§ ARTICLE:
::::

I have a relatively large array called allListings
and want to filter out all rows where allListings[:][14] == listingID
.
This is the code I am using:
tempRows = list(filter(lambda x: x[14] == listingID, allListings))
The filtering is repeated in a for loop for all different listingID
Profiling shows, that this line consumes 95% of the runtime in the loop. Is there any other way to filter large arrays more efficiently?
CodePudding user response:
As suggested in comments, you may want to sort and group by this column if you are performing multiple operations on it based on the value of that column.
>>> from itertools import groupby
>>> a = [[1, 2, 3, 5],
... [4, 6, 2, 8],
... [1, 5, 7, 9],
... [3, 5, 8, 2]]
>>> b = sorted(a, key=lambda x: x[0])
>>> b
[[1, 2, 3, 5], [1, 5, 7, 9], [3, 5, 8, 2], [4, 6, 2, 8]]
>>> c = groupby(b, key=lambda x: x[0])

::::

§ GIVEN INSTRUCTION 1:
In the thread, what share of the loop's runtime does the filtering line take up, according to profiling?

::::

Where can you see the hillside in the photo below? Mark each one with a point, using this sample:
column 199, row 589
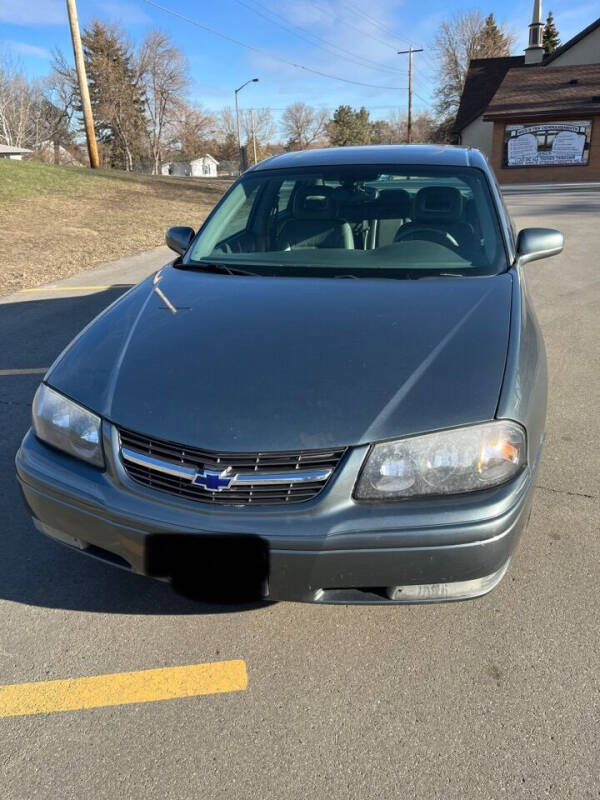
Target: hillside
column 57, row 221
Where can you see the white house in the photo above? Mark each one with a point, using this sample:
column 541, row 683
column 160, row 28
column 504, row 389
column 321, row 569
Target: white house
column 16, row 153
column 203, row 167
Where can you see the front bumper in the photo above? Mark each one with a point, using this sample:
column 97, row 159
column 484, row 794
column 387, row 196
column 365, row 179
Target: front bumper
column 330, row 549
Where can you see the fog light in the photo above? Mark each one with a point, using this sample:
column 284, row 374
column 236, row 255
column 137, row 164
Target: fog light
column 438, row 592
column 47, row 530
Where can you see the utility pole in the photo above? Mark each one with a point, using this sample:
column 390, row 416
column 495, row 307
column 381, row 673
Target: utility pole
column 252, row 127
column 410, row 51
column 237, row 119
column 86, row 106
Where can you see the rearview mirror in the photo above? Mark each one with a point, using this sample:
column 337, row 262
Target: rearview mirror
column 179, row 238
column 535, row 243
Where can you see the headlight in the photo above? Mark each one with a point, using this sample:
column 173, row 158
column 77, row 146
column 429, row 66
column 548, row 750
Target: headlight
column 448, row 462
column 67, row 426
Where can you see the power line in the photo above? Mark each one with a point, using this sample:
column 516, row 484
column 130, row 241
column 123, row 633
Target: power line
column 263, row 52
column 422, row 99
column 312, row 38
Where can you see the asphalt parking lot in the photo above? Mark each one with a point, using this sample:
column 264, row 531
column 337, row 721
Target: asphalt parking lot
column 494, row 698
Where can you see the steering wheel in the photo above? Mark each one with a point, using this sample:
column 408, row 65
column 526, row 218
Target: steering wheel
column 433, row 235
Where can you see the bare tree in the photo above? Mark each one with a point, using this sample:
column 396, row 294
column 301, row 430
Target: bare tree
column 264, row 128
column 19, row 105
column 303, row 125
column 164, row 78
column 192, row 131
column 465, row 36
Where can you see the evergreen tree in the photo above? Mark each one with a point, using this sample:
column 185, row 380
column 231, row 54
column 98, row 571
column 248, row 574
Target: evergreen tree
column 348, row 127
column 550, row 40
column 115, row 94
column 492, row 42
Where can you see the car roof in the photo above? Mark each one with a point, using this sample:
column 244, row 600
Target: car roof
column 397, row 154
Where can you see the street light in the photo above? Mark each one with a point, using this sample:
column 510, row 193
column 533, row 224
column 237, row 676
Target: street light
column 237, row 117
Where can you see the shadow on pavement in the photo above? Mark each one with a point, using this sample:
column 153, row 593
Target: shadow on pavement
column 33, row 569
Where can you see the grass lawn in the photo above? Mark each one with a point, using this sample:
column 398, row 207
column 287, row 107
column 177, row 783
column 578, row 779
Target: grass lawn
column 57, row 221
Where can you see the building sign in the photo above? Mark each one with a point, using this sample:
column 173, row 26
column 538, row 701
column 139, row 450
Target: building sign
column 547, row 144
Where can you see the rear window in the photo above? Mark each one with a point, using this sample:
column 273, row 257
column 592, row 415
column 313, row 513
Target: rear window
column 360, row 221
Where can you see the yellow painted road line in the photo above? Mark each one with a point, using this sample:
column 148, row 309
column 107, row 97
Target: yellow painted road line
column 120, row 688
column 70, row 288
column 32, row 371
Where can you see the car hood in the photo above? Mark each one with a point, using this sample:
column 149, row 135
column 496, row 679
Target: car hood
column 247, row 363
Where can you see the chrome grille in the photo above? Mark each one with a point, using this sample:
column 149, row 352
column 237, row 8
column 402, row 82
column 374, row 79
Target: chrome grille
column 149, row 461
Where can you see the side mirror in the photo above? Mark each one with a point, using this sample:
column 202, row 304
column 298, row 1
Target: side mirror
column 535, row 243
column 179, row 239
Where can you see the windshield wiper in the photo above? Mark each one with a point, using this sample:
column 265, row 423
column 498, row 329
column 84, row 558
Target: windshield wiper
column 220, row 268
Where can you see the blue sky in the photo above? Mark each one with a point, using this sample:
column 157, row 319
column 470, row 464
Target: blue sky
column 357, row 41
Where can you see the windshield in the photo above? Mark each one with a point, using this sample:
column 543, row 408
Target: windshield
column 356, row 221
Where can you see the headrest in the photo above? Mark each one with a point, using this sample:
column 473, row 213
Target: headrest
column 314, row 202
column 392, row 204
column 438, row 203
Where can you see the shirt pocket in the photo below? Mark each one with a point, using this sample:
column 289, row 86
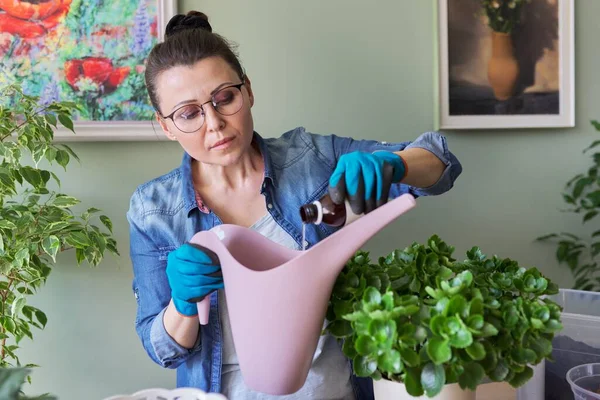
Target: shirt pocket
column 163, row 252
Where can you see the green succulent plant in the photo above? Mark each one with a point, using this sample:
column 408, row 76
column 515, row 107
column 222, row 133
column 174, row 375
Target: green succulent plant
column 421, row 317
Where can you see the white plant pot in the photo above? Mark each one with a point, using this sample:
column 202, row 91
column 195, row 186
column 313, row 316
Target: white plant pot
column 164, row 394
column 388, row 390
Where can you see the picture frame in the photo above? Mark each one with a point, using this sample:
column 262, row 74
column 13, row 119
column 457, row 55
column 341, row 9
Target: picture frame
column 521, row 78
column 91, row 53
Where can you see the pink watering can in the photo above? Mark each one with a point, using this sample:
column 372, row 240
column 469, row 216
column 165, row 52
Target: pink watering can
column 277, row 297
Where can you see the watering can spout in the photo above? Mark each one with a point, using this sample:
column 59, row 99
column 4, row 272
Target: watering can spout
column 277, row 297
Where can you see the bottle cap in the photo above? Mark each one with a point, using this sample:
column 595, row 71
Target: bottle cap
column 312, row 213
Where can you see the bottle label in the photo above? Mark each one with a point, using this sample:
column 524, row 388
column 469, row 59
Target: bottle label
column 350, row 216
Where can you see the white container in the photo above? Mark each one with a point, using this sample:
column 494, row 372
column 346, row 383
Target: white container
column 585, row 381
column 578, row 343
column 164, row 394
column 388, row 390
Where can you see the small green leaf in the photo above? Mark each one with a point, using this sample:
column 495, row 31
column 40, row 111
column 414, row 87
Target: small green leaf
column 476, row 351
column 489, row 330
column 500, row 372
column 409, row 357
column 62, row 158
column 433, row 378
column 390, row 362
column 412, row 381
column 365, row 345
column 439, row 350
column 17, row 306
column 475, row 322
column 364, row 366
column 51, row 245
column 471, row 377
column 372, row 296
column 64, row 201
column 66, row 121
column 107, row 222
column 41, row 317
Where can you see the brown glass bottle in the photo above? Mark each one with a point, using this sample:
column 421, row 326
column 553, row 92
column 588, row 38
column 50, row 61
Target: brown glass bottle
column 325, row 211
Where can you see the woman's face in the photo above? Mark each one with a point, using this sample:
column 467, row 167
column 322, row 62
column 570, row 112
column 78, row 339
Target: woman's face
column 221, row 139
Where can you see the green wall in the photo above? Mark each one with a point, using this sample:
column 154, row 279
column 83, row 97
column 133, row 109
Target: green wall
column 339, row 66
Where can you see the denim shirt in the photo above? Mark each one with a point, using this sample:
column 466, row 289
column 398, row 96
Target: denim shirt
column 164, row 214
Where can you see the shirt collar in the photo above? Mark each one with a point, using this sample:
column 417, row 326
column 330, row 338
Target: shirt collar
column 192, row 198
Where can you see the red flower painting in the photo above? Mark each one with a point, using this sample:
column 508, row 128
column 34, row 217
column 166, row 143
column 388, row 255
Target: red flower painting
column 99, row 70
column 31, row 19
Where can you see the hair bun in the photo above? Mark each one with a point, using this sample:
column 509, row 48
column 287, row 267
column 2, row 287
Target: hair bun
column 193, row 20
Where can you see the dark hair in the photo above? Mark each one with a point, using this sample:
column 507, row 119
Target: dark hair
column 188, row 39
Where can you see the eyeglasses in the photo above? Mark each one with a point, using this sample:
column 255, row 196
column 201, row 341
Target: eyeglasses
column 227, row 101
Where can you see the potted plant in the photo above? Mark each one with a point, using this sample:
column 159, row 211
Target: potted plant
column 502, row 16
column 582, row 195
column 37, row 221
column 426, row 324
column 11, row 383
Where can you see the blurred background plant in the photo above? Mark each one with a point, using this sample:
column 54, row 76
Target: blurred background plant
column 582, row 194
column 502, row 15
column 36, row 222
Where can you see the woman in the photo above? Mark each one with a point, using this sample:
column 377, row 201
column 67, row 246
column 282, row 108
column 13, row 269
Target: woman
column 230, row 174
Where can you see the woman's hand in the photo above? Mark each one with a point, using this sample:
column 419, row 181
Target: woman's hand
column 365, row 178
column 193, row 272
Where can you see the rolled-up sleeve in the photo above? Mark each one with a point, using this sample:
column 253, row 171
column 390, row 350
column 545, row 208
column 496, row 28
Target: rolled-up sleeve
column 437, row 144
column 434, row 142
column 152, row 292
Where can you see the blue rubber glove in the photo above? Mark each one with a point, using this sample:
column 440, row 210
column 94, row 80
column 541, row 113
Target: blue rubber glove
column 365, row 178
column 193, row 272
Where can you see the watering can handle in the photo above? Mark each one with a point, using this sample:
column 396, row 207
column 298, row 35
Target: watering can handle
column 203, row 310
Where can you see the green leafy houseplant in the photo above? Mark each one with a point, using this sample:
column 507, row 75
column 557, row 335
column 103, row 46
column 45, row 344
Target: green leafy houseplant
column 582, row 194
column 36, row 222
column 420, row 317
column 502, row 15
column 11, row 382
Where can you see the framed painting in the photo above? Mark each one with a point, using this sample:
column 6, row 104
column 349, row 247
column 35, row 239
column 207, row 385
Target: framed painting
column 91, row 52
column 505, row 64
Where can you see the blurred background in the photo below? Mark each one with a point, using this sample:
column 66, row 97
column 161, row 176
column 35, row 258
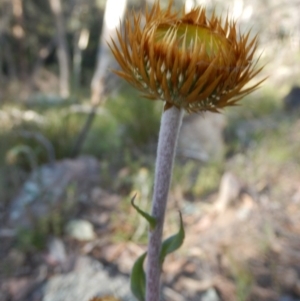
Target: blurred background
column 76, row 143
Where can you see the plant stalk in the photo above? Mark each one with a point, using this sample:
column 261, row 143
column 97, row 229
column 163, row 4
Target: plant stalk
column 168, row 135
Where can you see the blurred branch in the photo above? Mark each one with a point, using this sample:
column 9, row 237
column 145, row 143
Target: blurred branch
column 62, row 48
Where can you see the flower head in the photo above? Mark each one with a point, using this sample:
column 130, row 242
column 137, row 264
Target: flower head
column 186, row 59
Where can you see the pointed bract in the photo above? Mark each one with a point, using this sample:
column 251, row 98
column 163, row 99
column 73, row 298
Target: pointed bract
column 188, row 60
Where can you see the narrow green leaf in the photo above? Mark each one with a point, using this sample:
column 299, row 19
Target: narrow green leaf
column 172, row 243
column 151, row 220
column 138, row 278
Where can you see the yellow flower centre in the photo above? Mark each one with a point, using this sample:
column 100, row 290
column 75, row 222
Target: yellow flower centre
column 194, row 39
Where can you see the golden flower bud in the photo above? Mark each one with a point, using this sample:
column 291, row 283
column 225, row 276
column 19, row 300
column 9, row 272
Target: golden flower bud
column 188, row 60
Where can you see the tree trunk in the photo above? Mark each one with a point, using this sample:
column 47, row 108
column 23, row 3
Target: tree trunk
column 62, row 49
column 113, row 16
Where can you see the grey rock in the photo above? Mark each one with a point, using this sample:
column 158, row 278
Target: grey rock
column 81, row 230
column 201, row 137
column 90, row 279
column 210, row 295
column 46, row 188
column 230, row 189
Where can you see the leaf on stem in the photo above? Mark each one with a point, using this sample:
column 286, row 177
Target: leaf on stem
column 138, row 278
column 151, row 220
column 172, row 243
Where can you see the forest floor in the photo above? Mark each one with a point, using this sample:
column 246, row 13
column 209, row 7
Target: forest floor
column 242, row 238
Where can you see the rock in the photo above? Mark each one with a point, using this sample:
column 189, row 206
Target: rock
column 81, row 230
column 201, row 137
column 88, row 280
column 292, row 100
column 47, row 188
column 210, row 295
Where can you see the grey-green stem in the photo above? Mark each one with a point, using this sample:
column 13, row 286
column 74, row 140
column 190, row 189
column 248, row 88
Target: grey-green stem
column 169, row 129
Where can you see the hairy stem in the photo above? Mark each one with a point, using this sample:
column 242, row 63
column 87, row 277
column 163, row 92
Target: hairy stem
column 169, row 129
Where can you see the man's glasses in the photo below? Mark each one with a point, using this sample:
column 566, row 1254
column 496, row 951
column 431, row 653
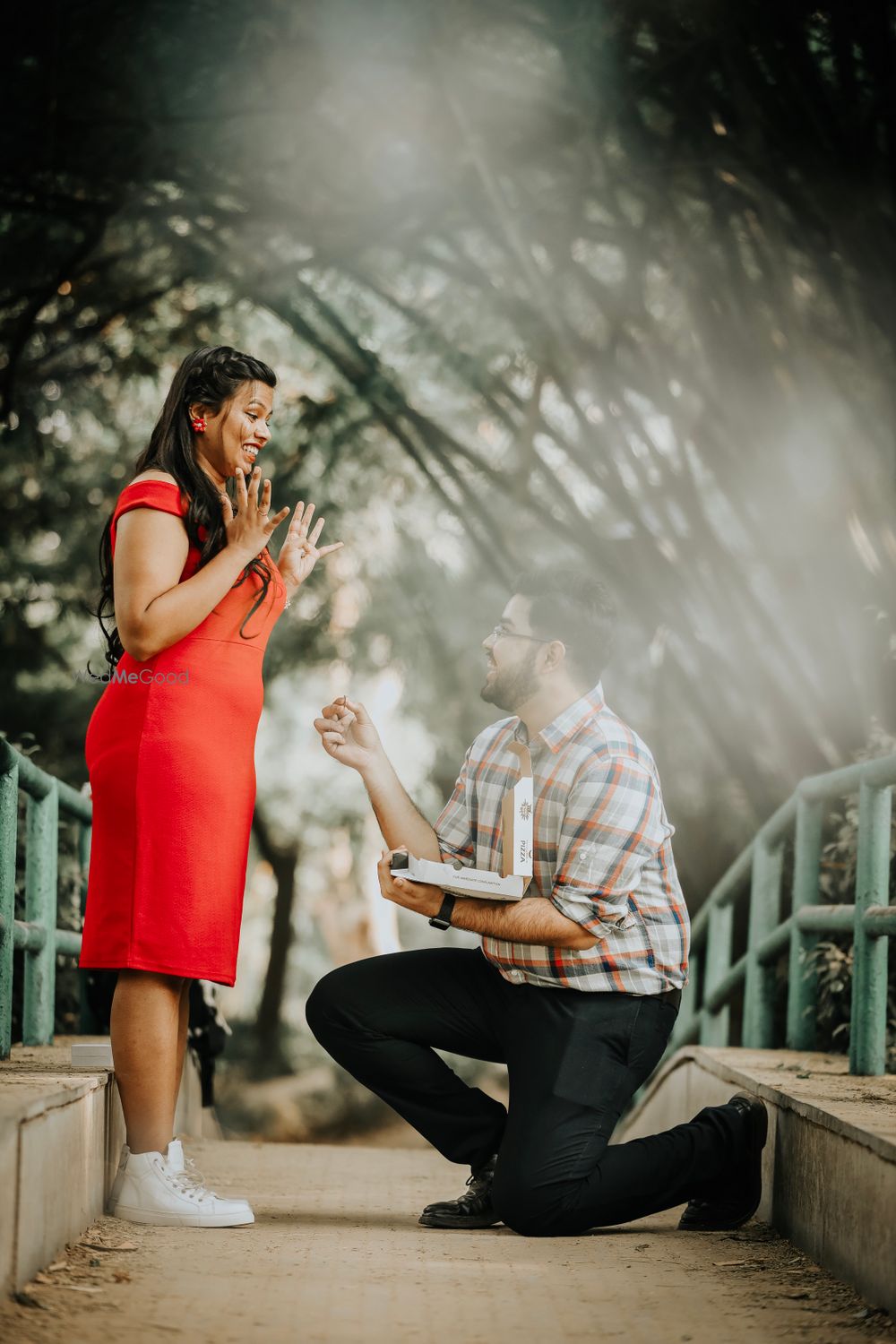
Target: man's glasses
column 500, row 632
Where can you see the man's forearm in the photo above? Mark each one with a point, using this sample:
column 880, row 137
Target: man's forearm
column 398, row 819
column 532, row 919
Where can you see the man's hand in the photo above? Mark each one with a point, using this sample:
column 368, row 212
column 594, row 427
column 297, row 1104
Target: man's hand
column 414, row 895
column 349, row 734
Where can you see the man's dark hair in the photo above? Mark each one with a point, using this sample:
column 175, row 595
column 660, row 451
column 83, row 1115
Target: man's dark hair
column 568, row 604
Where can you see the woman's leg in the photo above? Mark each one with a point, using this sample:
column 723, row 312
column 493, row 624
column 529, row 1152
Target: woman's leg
column 147, row 1015
column 183, row 1026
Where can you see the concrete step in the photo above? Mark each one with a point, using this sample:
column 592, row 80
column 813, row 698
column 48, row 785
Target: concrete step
column 61, row 1136
column 336, row 1255
column 831, row 1159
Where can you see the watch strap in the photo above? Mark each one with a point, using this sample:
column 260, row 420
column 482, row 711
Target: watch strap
column 444, row 918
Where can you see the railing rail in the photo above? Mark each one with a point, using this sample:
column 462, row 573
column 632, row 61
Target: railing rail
column 38, row 935
column 713, row 980
column 705, row 1012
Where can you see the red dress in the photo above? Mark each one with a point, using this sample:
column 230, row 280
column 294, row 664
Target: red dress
column 172, row 774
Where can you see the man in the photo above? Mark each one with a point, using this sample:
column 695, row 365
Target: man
column 576, row 986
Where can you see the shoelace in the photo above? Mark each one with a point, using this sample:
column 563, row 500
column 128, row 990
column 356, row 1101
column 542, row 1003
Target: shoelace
column 190, row 1182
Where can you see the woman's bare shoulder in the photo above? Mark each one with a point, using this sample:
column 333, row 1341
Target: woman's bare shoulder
column 152, row 475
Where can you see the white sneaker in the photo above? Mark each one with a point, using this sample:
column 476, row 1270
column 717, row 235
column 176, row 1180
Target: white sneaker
column 185, row 1167
column 152, row 1193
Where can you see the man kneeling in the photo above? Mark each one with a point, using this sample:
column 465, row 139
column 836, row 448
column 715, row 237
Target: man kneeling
column 576, row 986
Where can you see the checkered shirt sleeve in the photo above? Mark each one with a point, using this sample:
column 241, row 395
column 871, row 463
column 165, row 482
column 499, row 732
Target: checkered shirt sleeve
column 614, row 824
column 452, row 824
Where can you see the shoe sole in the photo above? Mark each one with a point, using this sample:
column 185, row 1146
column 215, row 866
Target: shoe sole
column 758, row 1137
column 160, row 1219
column 460, row 1222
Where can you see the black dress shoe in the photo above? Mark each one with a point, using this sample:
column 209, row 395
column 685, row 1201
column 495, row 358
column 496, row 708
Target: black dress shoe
column 470, row 1210
column 737, row 1196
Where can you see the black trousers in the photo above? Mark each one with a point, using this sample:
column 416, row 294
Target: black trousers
column 573, row 1061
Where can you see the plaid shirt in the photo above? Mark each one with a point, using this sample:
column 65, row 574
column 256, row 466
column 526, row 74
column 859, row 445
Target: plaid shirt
column 600, row 851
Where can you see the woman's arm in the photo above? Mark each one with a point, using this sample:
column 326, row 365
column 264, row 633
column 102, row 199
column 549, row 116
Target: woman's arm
column 153, row 609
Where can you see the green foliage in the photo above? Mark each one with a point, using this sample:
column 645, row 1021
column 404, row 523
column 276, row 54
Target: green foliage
column 831, row 961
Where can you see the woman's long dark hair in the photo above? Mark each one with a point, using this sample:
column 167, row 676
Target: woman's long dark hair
column 210, row 375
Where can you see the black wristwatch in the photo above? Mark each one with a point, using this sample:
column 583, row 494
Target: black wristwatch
column 444, row 918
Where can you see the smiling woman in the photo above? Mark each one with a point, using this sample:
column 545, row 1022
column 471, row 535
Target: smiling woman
column 171, row 754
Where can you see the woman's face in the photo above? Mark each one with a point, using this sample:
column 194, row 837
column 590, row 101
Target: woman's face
column 236, row 435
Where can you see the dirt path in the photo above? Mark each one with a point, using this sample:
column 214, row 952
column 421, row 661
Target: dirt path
column 336, row 1255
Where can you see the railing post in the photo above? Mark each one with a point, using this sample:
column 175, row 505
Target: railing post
column 8, row 824
column 868, row 1016
column 42, row 849
column 88, row 1024
column 802, row 989
column 764, row 913
column 715, row 1027
column 689, row 997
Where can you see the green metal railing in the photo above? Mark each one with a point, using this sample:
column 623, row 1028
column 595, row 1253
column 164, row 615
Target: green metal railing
column 705, row 1005
column 38, row 935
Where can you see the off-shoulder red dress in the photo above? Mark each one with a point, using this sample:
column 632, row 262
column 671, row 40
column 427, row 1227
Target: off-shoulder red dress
column 169, row 752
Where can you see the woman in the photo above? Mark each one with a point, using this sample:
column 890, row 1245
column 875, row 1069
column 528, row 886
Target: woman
column 169, row 746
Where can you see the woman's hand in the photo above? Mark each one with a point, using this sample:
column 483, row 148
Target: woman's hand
column 349, row 734
column 252, row 529
column 300, row 553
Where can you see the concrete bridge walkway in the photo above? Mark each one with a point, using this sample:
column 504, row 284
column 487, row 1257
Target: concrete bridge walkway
column 336, row 1255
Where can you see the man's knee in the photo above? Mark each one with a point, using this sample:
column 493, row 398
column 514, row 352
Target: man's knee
column 528, row 1209
column 328, row 1000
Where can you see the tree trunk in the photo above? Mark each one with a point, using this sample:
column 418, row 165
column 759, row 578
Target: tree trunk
column 284, row 859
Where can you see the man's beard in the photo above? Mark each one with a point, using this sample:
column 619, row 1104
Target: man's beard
column 513, row 687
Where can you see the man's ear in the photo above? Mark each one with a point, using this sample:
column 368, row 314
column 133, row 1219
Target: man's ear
column 556, row 652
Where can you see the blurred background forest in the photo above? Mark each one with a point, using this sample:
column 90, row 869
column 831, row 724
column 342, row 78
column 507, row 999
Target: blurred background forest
column 599, row 280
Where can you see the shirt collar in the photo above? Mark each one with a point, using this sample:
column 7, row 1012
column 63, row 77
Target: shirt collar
column 567, row 723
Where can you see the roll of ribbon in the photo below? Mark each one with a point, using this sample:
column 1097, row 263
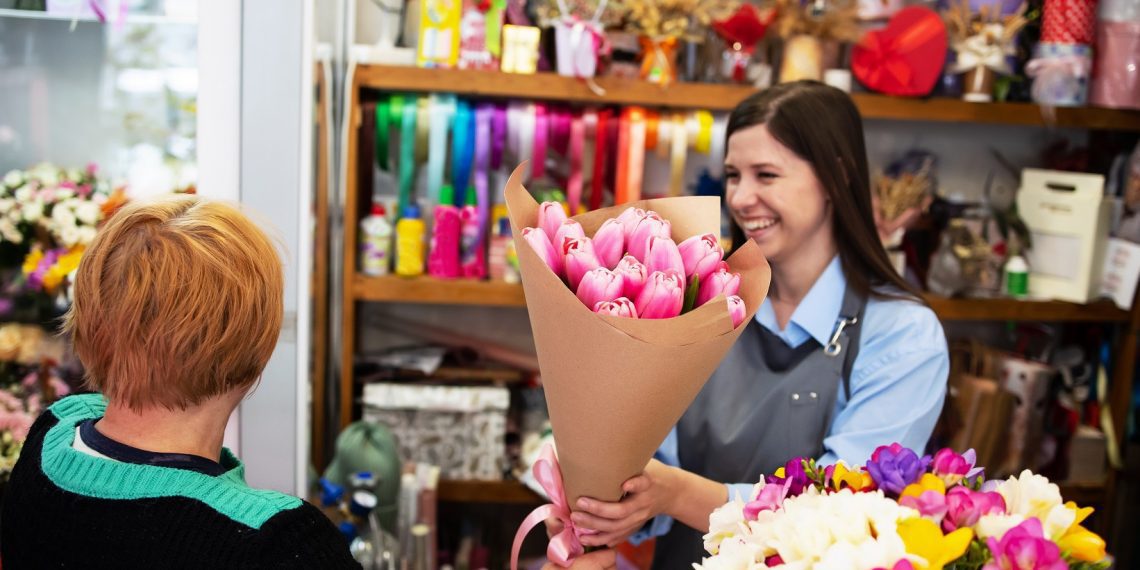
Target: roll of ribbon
column 407, row 151
column 636, row 149
column 542, row 135
column 382, row 132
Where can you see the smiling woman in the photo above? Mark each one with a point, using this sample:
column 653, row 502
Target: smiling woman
column 843, row 356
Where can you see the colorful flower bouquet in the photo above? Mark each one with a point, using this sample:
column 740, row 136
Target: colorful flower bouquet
column 902, row 512
column 632, row 267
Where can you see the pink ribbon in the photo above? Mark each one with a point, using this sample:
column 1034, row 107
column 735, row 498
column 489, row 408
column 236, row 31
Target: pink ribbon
column 563, row 546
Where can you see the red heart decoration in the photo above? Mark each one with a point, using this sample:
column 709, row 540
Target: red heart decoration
column 906, row 57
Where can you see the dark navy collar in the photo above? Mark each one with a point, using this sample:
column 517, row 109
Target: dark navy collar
column 127, row 454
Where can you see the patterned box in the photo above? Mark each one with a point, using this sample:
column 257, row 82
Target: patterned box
column 462, row 430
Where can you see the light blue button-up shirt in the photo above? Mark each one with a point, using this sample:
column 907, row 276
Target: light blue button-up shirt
column 897, row 382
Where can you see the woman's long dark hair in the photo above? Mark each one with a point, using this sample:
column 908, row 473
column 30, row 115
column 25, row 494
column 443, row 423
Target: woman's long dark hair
column 821, row 124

::::

§ GIVEN INSTRUCTION 2:
Copy word for word the part of the records that opens with the line containing "Where can you see the asphalt" and closes with the line containing "column 33, row 569", including both of those lines.

§ CORRECT RESPONSE 1:
95% of the runtime in the loop.

§ CORRECT RESPONSE 2:
Where can you see the asphalt parking lot in the photo above? Mark each one with a point, using this sample:
column 264, row 531
column 337, row 721
Target: asphalt parking lot
column 494, row 698
Where can you see the steering wheel in the photo above? Mark each one with a point, using this sample:
column 408, row 65
column 526, row 218
Target: steering wheel
column 433, row 235
Where can you see the bare tree in the photo above? Mark each one with a point, using this sample:
column 396, row 294
column 301, row 430
Target: bare tree
column 264, row 128
column 19, row 105
column 303, row 125
column 164, row 78
column 192, row 131
column 465, row 36
Where can you see the evergreen tree in the photo above? Mark each one with a point, using this sample:
column 185, row 380
column 231, row 54
column 98, row 571
column 248, row 574
Target: evergreen tree
column 348, row 127
column 550, row 40
column 115, row 94
column 492, row 42
Where can you see the car roof in the photo above? Mark each one with a point, using this sample:
column 244, row 600
Target: car roof
column 397, row 154
Where can you see the street light in the photo above? Mark each one with a point, using this sample:
column 510, row 193
column 533, row 224
column 237, row 676
Target: street light
column 237, row 117
Where can you see the shadow on pavement in the photo above? Mark each one with a point, using this sample:
column 153, row 593
Target: shadow on pavement
column 33, row 569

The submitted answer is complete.